▸ **Extract to read**:
Imagining work was a bit of a theme. Brent and I went to the Vasamuseet, where there was plenty of work to imagine. The museum houses a warship that sank in 1628 on its maiden voyage. In the sixties, a salvage company partnered with the Swedish navy fished it back up again. It is now a cautionary tale about works of imagination, among other things.
The experts estimate that it took about 400 people two years to build the ship in the first place, which was speedy for the time. When I looked at period tools and looked at displays of technique, I was more than a little impressed. The king wanted the ship to be a symbol of power as well as a warship. He made demands for changes that had to be incorporated. All of his changes contributed to the top-heavy nature of the ship, which, combined with insufficient ballast, made it sink. But it is and was a beautiful thing, sculpted out of black oak. It used to be brilliantly painted, but they have left it dark in its reconstructed state.

Referring expression data
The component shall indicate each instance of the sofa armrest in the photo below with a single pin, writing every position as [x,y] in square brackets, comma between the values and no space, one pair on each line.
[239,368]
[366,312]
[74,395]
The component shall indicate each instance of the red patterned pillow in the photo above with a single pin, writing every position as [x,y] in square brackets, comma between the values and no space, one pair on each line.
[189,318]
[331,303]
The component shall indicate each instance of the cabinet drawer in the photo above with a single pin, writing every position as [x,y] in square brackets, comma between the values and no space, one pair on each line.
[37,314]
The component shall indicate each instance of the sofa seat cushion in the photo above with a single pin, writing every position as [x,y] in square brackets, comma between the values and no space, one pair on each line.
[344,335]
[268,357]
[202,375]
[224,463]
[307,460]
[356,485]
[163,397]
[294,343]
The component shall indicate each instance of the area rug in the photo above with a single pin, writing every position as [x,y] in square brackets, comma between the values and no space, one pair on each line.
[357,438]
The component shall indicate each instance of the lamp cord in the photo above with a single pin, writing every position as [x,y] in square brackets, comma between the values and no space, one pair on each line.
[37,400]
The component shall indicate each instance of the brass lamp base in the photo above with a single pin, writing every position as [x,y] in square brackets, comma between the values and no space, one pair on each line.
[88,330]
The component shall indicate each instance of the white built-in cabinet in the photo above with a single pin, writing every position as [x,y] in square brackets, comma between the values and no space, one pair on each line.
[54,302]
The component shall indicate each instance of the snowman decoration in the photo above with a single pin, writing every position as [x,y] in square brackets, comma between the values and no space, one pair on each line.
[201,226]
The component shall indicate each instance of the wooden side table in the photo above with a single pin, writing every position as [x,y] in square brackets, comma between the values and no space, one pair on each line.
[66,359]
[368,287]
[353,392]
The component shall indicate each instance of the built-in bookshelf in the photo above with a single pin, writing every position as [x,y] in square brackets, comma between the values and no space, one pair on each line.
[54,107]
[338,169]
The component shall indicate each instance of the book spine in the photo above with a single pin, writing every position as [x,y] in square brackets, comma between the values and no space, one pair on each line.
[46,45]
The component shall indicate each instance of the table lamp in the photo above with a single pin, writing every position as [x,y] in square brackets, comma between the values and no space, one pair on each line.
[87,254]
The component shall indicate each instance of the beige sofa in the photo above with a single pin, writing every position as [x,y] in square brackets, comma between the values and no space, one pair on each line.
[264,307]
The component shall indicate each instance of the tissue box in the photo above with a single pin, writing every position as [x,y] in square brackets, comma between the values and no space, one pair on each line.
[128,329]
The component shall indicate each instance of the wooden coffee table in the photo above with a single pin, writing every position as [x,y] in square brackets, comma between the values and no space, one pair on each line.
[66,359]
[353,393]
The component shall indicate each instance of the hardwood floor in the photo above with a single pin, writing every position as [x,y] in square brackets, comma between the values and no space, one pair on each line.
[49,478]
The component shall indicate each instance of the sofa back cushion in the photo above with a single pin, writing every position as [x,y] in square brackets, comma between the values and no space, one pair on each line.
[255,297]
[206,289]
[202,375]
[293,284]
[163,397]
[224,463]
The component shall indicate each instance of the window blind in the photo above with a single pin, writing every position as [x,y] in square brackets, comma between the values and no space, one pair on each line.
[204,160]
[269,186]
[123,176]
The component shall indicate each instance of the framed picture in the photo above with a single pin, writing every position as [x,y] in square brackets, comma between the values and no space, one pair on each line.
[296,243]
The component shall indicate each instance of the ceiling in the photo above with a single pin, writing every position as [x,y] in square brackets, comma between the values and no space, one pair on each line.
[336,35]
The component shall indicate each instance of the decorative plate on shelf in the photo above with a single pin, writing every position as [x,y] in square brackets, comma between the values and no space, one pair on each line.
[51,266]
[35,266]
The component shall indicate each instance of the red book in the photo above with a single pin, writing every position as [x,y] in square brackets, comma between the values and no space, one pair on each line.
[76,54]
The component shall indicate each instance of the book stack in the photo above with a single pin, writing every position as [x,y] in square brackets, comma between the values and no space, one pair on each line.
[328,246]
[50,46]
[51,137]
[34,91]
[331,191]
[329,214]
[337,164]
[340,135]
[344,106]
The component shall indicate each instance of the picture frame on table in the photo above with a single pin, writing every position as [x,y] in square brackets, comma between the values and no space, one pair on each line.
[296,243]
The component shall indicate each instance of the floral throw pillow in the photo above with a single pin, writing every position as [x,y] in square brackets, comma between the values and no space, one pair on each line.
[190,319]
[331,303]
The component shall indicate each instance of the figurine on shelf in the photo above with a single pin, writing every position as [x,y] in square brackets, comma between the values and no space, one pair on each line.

▸ **Activity 1**:
Please summarize the Vasamuseet text in two sentences.
▸ **Activity 2**:
In the Vasamuseet text, how many people do experts estimate built the ship, and over how long?

▸ **Response area 1**:
The Vasamuseet houses a warship that sank on its maiden voyage in 1628 and was raised in the sixties by a salvage company partnered with the Swedish navy. The king's demanded changes made the ship top-heavy, which together with insufficient ballast made it sink, yet it remains a beautiful thing sculpted out of black oak.

▸ **Response area 2**:
About 400 people, over two years.